*Aim of the exercise*
Rewrite the passage of the article on Kennedy's 1963 Houston appearance, starting at "Instead a group" and ending at "president, Barack Obama.", with "packed room" replaced by "crowded hall".

*Document text*
President John F. Kennedy was supposed to just stop by and wave hello.
Instead a group of eager Latinos persuaded him to come inside and speak to a packed room of Mexican-American civil rights activists. And then he persuaded his wife, first lady Jacqueline Kennedy, to address the crowd in Spanish.
It was Nov. 21, 1963. Hours later, the president was dead, his assassination overshadowing the significance of a speech that can be seen as the birth of the Latino vote, so instrumental in 2012 in helping re-elect the first black president, Barack Obama.
To historians, Kennedy’s appearance at the Rice Ballroom in Houston was likely the first time that a president officially acknowledged Latinos as an important voting bloc.
Though there are no plaques marking the historic occasion, the event is a touchstone for activists even if the spot where Kennedy sat and heard a band play Mexican ballads and where the crowd yelled “Viva Kennedy!” is now a refurbished ballroom in a loft apartment complex that often plays host to weddings.
“That evening … that’s where it began,” said Ignacio Garcia, author of “Viva Kennedy: Mexican Americans in Search of Camelot” and a history professor at Brigham Young University. “But because very few people know about the meeting, it’s like it never happened.”
The surprise visit came after Mexican-Americans in Texas, New Mexico, California, Arizona, Illinois and Indiana helped Kennedy win critical swing states in 1960, thanks to an unprecedented voter registration drive in Latino communities. Independent “Viva Kennedy!” clubs sprang up. Sen. Dennis Chavez, D-N.M., and Texas legislator Henry B. Gonzalez of San Antonio, a future congressman, began speaking in Hispanic neighborhoods across the country and positioned themselves as the first recognizable national Latino political figures.
Just as in 2012, Republicans in 1960 did little to woo Latinos to support their presidential candidate, Richard Nixon. Latinos also identified with Kennedy, who was Catholic and Irish-American, a member of an ethnic group that had battled discrimination similar to what Latinos faced in the segregated Southwest.
On Election Day in 1960, Kennedy won 85 percent of the Mexican-American vote.
But during Kennedy’s first months in office, Latino leaders expressed dismay that the president had failed to appoint Hispanics in his administration. Chavez even openly criticized Kennedy for his lack of appointments; other leaders embarked on a letter-writing campaign over the slow movement on civil rights.
Sensing another close election in 1964 and hoping to ease tensions, Kennedy visited Texas in November 1963. Advisers suggested that he at least pay a quick visit to Mexican-American activists at a Houston gala sponsored by the League of United Latin American Citizens, then the largest Latino civil rights group in the country.
“The Secret Service told us that he may stop by, but not to advertise it because it wasn’t part of his official schedule,” said Alexander Arroyos, 76, who was an officer in LULAC at the time. “We could spread it through word of mouth. No one believed us.”
Then Kennedy showed up.
The president was greeted at the door by Macario Garcia, who was awarded the Medal of Honor for his service during World War II. Inside the ballroom, Kennedy and the first lady found an enthusiastic crowd of World War II veterans, civil rights advocates and future elected officials.

*Dataset excerpts*
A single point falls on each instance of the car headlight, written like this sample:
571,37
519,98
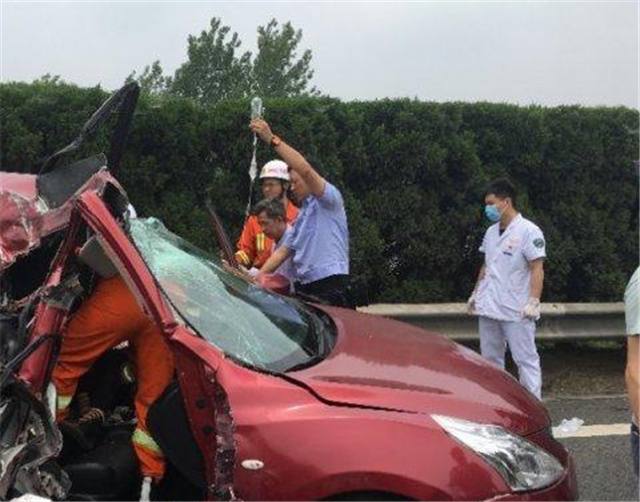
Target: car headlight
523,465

---

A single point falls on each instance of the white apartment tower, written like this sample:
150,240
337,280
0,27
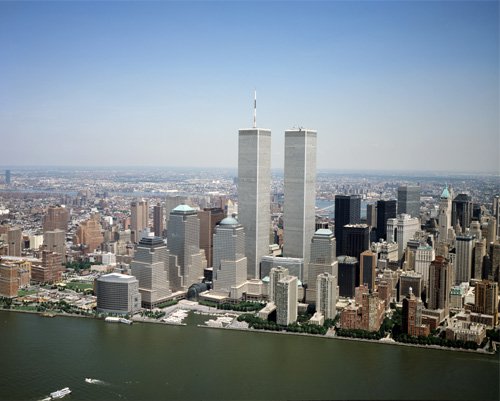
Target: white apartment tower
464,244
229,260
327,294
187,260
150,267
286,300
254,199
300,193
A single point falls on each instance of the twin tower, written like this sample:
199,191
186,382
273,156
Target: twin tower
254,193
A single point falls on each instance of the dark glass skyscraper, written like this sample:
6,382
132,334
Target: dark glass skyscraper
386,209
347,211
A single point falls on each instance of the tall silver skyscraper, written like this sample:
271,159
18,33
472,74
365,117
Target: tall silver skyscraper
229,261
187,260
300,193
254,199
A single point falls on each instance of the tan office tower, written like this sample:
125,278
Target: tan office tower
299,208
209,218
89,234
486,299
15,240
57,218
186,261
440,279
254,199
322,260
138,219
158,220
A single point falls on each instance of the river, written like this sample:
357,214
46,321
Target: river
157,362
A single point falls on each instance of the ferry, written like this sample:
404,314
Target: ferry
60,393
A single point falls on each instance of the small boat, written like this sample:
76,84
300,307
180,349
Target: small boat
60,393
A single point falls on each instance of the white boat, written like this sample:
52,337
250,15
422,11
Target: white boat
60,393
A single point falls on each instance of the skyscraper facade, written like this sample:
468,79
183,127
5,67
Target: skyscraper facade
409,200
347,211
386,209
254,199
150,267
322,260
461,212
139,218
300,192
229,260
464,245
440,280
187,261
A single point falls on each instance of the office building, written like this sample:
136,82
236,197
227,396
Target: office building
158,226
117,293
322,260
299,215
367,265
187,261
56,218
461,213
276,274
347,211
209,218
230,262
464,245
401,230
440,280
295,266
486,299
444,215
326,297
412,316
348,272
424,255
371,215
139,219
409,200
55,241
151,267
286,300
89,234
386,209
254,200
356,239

* * *

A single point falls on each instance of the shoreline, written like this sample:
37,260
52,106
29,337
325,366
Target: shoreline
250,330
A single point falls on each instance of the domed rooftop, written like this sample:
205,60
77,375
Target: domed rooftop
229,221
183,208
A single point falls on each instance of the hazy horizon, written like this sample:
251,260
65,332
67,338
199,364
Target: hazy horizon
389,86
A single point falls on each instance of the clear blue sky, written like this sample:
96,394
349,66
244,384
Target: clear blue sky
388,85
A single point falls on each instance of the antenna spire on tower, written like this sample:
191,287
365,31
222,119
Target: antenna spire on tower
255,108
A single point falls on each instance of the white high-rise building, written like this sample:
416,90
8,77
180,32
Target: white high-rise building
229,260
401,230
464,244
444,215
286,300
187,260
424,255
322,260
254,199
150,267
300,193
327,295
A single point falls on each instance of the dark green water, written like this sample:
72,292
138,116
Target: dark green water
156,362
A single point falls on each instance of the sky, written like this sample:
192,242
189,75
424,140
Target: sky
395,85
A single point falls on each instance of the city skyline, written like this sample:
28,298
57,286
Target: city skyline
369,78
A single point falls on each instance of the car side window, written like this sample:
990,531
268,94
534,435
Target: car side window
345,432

*Exercise answer*
Instead a group of eager Latinos persuaded him to come inside and speak to a crowded hall of Mexican-American civil rights activists. And then he persuaded his wife, first lady Jacqueline Kennedy, to address the crowd in Spanish.
It was Nov. 21, 1963. Hours later, the president was dead, his assassination overshadowing the significance of a speech that can be seen as the birth of the Latino vote, so instrumental in 2012 in helping re-elect the first black president, Barack Obama.